## [WHAT TO DO]
a: List every price the tractor build review gives for the kit.
b: Resume the tractor build review, picking up right after its final sentence.

Thursday, March 28

Build Review: 1/35th scale Yanmar YT5113A Tractor from Hasegawa

WHAT? You're showing the build review of a TRACTOR? WHAT? Ohh yes we did! (since when have we done anything by the book?) Andy Moore has completed the kit of Hasegawa's 1/35th scale Yanmar YT5113A Tractor - he promises that this will pique your interest - and we agree after seeing his build. See how he made this so well in his step-by-step build review...

Build Review: Yanmar YT5113A Tractor
From: Hasegawa
Kit Number: WM05 (66005)
1/35th scale
Kit Includes: Clear parts, chrome-plated parts, parts for one figure
Price -  ¥2560 • US $24.50 • £18.50 • €21.50 from Hobbylink Japan

For those of you that have been following this story Andy has already given us his excellent in-boxed review of this kit late last year...
In-Boxed: 1/35th scale Yanmar YT5113A Tractor from Hasegawa
Wellies pulled on tight, straw stalk set at a jaunty angle in the mouth, Wurzels on the stereo; let the farming commence!

The constructions gets underway with the transmission and gearbox. The detail here is lovely and the parts clip together perfectly. While this isn't strictly a snap-fit kit, and is designed to be glued, many of the assemblies are reminiscent of Bandai's snap-together Star Wars kits, and the kit's engineering is on a similar level to what Bandai produce. Must be a Japanese thing, and it's a trait that makes this kit a breeze to put together, despite some quite complex assembly steps along the way.
For the most part, I built the kit straight from the box, but here and there I added a little extra detail. One of those areas was the attachment point for the three-part linkage on the back of the gearbox. I drilled out the holes for the linkage arms which is a simple mod but adds some nice refinement to the rear of the tractor.
The main chassis is the next assembly to go together and, again, this has very positive connection points, resulting in a strong and sturdy construction. Another area in which this kit is similar to Bandai's Star Wars models is the fact that the parts are moulded in appropriate colours for each section of the vehicle such as the black used here for the chassis and gearbox. While the kit is designed to be painted, it would be entirely possible for younger modellers to build this without paint and end up with a very respectable model.
The chunky front axle has working steering as long as you're careful with the application of glue. The wheels hubs (front and rear) contain poly-caps, which makes fitting the wheels at the end very easy.
The chassis is finished off with the fuel tanks that clip into place via a floor plate that sits below the main chassis rails. Although the colours of all these parts are simply listed as black (albeit in various combinations of matt, satin and gloss), I wanted to add a little variation to the finished unit. The chassis parts were painted in a satin black, lightened very slightly with a drop of grey. To contrast, the tanks were finished in a dark grey. While it's still a pretty drab and monotone finish, the varying tones liven it up a little, and the blue cap on the AdBlue tank adds a splash of colour.
As well as the working steering, the front axle can pivot, again as long as you're careful when cementing the parts. As well as making it possible to pose the model on uneven ground on a diorama, it also guarantees that all four wheels will sit squarely on the ground if the model is left free-standing. While the range of movement isn't vast, it's probably fairly accurate to the real thing.

## [DATASET EXCERPTS]

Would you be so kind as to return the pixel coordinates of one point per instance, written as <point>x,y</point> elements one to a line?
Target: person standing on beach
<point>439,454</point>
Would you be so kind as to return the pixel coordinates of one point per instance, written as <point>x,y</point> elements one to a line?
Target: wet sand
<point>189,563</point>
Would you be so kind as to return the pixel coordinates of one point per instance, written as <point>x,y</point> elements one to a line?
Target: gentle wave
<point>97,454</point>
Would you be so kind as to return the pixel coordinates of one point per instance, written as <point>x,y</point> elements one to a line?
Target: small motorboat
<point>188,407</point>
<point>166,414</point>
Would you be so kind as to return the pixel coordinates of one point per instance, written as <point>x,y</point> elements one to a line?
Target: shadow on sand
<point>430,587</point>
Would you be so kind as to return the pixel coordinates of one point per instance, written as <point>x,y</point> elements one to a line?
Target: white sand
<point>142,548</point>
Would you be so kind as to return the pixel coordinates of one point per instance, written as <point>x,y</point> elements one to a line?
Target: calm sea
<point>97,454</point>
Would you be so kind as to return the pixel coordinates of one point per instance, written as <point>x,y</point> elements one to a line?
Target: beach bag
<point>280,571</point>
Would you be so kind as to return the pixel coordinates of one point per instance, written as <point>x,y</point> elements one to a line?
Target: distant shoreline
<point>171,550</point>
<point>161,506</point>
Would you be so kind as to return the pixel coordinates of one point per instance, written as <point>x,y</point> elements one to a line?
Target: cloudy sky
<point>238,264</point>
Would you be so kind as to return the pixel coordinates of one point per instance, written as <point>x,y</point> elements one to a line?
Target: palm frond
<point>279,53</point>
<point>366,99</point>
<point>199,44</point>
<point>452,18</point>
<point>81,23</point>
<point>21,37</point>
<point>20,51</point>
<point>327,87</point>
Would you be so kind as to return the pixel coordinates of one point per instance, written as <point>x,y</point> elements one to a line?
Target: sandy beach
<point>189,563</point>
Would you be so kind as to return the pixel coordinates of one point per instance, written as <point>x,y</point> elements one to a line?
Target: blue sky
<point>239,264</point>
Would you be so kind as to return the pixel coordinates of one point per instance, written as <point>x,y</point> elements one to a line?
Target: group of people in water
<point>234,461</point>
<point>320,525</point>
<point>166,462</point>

## [FINAL ANSWERS]
a: ¥2560, US $24.50, £18.50, €21.50

b:
The components of the three-point linkage are probably the most fiddly aspect of the build. While the parts fit well, getting all the arms and struts lined up requires a bit of patience. While the linkage isn't workable, you do have some options as to how it's positioned by clipping the vertical struts into the different mounting holes on the arms. The linkage was painted up in the same lightened black tone as the chassis, then the various silver elements picked out, and a little wear and tear added with a graphite pencil.
Next, we move up to the nose of the tractor and, while there isn't an actual engine as such, the real thing being entirely covered by panels and grills, you do get a basic block to which the front grill and headlights attach. The grill parts on the front and sides of the block are very nicely reproduced, and benefit from a light dry-brush after painting to bring out the fine detail better. The lights are formed from chromed parts to which clear lenses are added, and the results look very realistic. The three-pointed Yanmar emblem also comes as a chrome element and, although I'm not usually that keen on chromed parts in kits, Hasegawa has done these well and, crucially, have placed the sprue gates in such a way as to not leave visible scars when removed.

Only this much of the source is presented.